> [Short exercise] Every line of the data must be copied exactly.
##### Dataset records #####
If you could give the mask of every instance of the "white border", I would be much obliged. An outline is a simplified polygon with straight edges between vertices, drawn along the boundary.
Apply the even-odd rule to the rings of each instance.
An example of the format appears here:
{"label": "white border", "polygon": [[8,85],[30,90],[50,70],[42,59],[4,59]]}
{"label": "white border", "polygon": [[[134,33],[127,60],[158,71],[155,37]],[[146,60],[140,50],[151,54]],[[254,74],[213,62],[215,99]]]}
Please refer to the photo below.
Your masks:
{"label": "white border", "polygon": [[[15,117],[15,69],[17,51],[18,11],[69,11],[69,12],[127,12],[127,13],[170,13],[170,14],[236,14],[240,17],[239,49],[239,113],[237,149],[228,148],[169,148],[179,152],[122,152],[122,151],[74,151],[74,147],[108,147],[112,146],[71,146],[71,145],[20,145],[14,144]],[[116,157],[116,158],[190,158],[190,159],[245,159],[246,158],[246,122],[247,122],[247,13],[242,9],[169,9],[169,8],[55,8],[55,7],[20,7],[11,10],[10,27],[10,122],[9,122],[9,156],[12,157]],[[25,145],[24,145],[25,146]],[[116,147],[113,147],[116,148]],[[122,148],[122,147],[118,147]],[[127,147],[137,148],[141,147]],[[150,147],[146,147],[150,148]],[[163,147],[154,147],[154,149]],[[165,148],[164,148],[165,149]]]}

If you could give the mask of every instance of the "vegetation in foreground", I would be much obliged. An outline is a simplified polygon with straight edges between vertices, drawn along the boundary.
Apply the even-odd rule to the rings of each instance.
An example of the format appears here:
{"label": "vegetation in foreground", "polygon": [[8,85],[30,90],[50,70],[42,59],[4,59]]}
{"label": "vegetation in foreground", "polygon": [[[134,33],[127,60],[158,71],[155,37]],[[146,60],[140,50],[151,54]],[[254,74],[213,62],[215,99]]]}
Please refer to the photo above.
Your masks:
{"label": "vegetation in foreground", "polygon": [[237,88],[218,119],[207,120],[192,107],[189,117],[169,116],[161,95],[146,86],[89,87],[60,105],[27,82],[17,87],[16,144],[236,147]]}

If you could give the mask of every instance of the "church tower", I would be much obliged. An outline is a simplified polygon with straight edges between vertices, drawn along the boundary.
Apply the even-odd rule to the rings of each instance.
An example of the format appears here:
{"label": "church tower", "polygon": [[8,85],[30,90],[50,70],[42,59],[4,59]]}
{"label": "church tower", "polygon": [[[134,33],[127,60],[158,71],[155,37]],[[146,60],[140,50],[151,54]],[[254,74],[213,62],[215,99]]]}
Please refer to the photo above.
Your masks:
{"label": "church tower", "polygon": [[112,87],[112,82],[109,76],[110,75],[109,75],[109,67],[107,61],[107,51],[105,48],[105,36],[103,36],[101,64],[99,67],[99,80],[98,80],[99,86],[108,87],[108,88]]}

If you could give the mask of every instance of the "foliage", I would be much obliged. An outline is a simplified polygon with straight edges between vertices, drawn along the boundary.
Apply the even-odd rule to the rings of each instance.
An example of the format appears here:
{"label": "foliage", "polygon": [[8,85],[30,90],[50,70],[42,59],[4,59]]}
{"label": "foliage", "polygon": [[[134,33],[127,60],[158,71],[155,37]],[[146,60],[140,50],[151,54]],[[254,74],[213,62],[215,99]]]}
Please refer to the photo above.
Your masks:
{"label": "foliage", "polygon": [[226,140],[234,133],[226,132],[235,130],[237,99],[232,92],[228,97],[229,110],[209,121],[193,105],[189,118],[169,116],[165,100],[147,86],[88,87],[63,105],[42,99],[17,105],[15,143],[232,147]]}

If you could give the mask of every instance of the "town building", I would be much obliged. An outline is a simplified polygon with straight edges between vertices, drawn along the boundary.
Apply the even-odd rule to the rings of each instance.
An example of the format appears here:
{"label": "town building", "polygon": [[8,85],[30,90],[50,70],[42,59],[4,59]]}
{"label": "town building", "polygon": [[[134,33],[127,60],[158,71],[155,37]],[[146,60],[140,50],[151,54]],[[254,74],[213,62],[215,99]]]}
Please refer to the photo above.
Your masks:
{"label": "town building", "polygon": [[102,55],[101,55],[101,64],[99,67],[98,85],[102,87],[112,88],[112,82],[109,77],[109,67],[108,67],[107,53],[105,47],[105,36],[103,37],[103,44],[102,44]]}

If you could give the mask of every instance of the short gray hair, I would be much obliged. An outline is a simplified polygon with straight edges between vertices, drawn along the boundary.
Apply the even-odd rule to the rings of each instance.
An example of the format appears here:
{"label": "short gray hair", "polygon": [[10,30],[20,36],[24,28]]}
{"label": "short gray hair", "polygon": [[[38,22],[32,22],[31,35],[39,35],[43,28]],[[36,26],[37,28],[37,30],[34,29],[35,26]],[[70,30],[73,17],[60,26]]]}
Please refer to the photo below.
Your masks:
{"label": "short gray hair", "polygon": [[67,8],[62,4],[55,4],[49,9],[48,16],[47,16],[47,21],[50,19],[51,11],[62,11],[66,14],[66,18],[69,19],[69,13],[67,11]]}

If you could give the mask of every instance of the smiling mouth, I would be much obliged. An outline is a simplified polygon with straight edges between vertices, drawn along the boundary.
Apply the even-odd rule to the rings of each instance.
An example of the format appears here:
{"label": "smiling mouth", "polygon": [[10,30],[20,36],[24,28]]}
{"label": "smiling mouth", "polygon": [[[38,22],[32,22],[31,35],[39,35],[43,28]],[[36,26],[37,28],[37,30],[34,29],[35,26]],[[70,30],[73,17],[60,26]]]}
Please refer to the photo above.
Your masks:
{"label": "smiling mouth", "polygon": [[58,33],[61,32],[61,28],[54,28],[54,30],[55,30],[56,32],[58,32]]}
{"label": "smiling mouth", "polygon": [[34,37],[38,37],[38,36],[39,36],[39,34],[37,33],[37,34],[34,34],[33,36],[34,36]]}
#####
> [Response below]
If you could give the mask of every instance of the "white border", I would be much obliged. An outline is a simplified polygon with straight edges between vertices, drawn along the boundary.
Apply the even-odd rule to the rings of each instance.
An example of the format appears here:
{"label": "white border", "polygon": [[8,85],[30,90],[50,70],[42,59],[4,59]]}
{"label": "white border", "polygon": [[[134,33],[127,60],[158,71],[155,37]],[[146,60],[140,50],[151,54]],[[254,74],[213,62],[215,99]]]}
Please refer to the photo below.
Your masks:
{"label": "white border", "polygon": [[[15,117],[15,69],[17,51],[18,11],[69,11],[69,12],[127,12],[127,13],[170,13],[170,14],[236,14],[240,17],[239,49],[239,113],[237,149],[228,148],[169,148],[179,152],[122,152],[122,151],[74,151],[74,147],[108,147],[112,146],[71,146],[71,145],[20,145],[14,144]],[[116,157],[116,158],[190,158],[190,159],[245,159],[246,158],[246,122],[247,122],[247,13],[242,9],[169,9],[169,8],[55,8],[55,7],[20,7],[11,10],[10,27],[10,122],[9,122],[9,156],[12,157]],[[25,145],[24,145],[25,146]],[[116,147],[113,147],[116,148]],[[122,148],[122,147],[118,147]],[[127,147],[137,148],[141,147]],[[150,147],[146,147],[150,148]],[[163,147],[154,147],[154,149]],[[165,148],[164,148],[165,149]]]}

If you could give the mask of every instance of the "vegetation in foreground", I would be much obliged. An outline is a simplified polygon with straight edges between vertices, drawn along the boundary.
Apply the even-odd rule to the rings of each instance.
An example of the format appears here:
{"label": "vegetation in foreground", "polygon": [[8,85],[30,90],[50,70],[42,59],[4,59]]}
{"label": "vegetation in foreground", "polygon": [[[134,33],[127,60],[158,71],[155,37]],[[146,60],[140,50],[151,54]],[[254,74],[213,62],[215,99]]]}
Please refer to the photo above.
Your masks:
{"label": "vegetation in foreground", "polygon": [[237,88],[218,119],[207,120],[192,107],[189,117],[169,116],[161,95],[146,86],[89,87],[60,105],[27,82],[17,87],[16,144],[236,147]]}

If you could give the mask of every instance of the "church tower", I would be much obliged. An outline is a simplified polygon with straight edges between vertices, drawn along the boundary.
Apply the even-odd rule to the rings of each instance.
An example of the format appears here:
{"label": "church tower", "polygon": [[8,85],[30,90],[50,70],[42,59],[4,59]]}
{"label": "church tower", "polygon": [[[134,33],[127,60],[158,71],[155,37]],[[146,60],[140,50],[151,54]],[[254,74],[213,62],[215,99]]]}
Please refer to the photo above.
Your masks:
{"label": "church tower", "polygon": [[112,87],[112,82],[109,76],[110,75],[109,75],[109,67],[107,61],[107,51],[105,48],[105,36],[103,36],[101,64],[99,67],[99,80],[98,80],[99,86],[108,87],[108,88]]}

If you could give the mask of every instance of the "foliage", I would be much obliged. An outline is a simplified polygon with straight edges between vertices, drawn along the boundary.
Apply the even-odd rule to the rings of each instance.
An example of the format appears here:
{"label": "foliage", "polygon": [[8,85],[30,90],[50,70],[42,59],[4,59]]}
{"label": "foliage", "polygon": [[[134,33],[127,60],[158,71],[155,37]],[[146,60],[140,50],[151,54]],[[254,74],[213,62],[215,99]]]}
Please refer to the photo above.
Your masks:
{"label": "foliage", "polygon": [[226,140],[234,133],[226,132],[235,130],[237,99],[232,92],[228,97],[229,110],[209,121],[193,105],[189,118],[169,116],[165,100],[147,86],[88,87],[63,105],[42,99],[17,105],[15,143],[232,147]]}

If you could give the mask of every instance of the "town building", I would be much obliged. An outline is a simplified polygon with straight edges between vertices, drawn along the boundary.
Apply the even-odd rule to the rings of each instance.
An example of the format appears here:
{"label": "town building", "polygon": [[8,85],[30,90],[50,70],[42,59],[4,59]]}
{"label": "town building", "polygon": [[[134,33],[127,60],[158,71],[155,37]],[[146,60],[140,50],[151,54]],[[254,74],[213,62],[215,99]]]}
Please refer to the photo above.
Your masks:
{"label": "town building", "polygon": [[102,55],[101,55],[101,64],[99,67],[98,85],[102,87],[112,88],[112,82],[109,77],[109,67],[108,67],[107,53],[105,47],[105,36],[103,37],[103,44],[102,44]]}

If you could give the mask of every instance of the short gray hair, I would be much obliged. An outline is a simplified polygon with straight edges between vertices, drawn along the boundary.
Apply the even-odd rule to the rings of each instance.
An example of the format appears here:
{"label": "short gray hair", "polygon": [[10,30],[20,36],[24,28]]}
{"label": "short gray hair", "polygon": [[[38,22],[32,22],[31,35],[39,35],[43,28]],[[36,26],[37,28],[37,30],[34,29],[35,26]],[[70,30],[73,17],[60,26]]]}
Please refer to the photo below.
Your masks:
{"label": "short gray hair", "polygon": [[67,8],[62,4],[55,4],[49,9],[48,16],[47,16],[47,21],[50,19],[51,11],[62,11],[66,14],[66,18],[69,19],[69,13],[67,11]]}

If you could give the mask of every instance of the smiling mouth, I would be much obliged. An outline is a simplified polygon with straight edges between vertices, drawn along the boundary.
Apply the even-odd rule to the rings of each instance.
An example of the format appears here:
{"label": "smiling mouth", "polygon": [[10,30],[20,36],[24,28]]}
{"label": "smiling mouth", "polygon": [[[38,22],[32,22],[31,35],[39,35],[43,28]],[[36,26],[37,28],[37,30],[34,29],[35,26]],[[70,30],[73,17],[60,26]]]}
Please refer to the photo above.
Your masks:
{"label": "smiling mouth", "polygon": [[58,33],[61,32],[61,28],[54,28],[54,30],[55,30],[56,32],[58,32]]}
{"label": "smiling mouth", "polygon": [[34,37],[38,37],[38,36],[39,36],[39,34],[37,33],[37,34],[34,34],[33,36],[34,36]]}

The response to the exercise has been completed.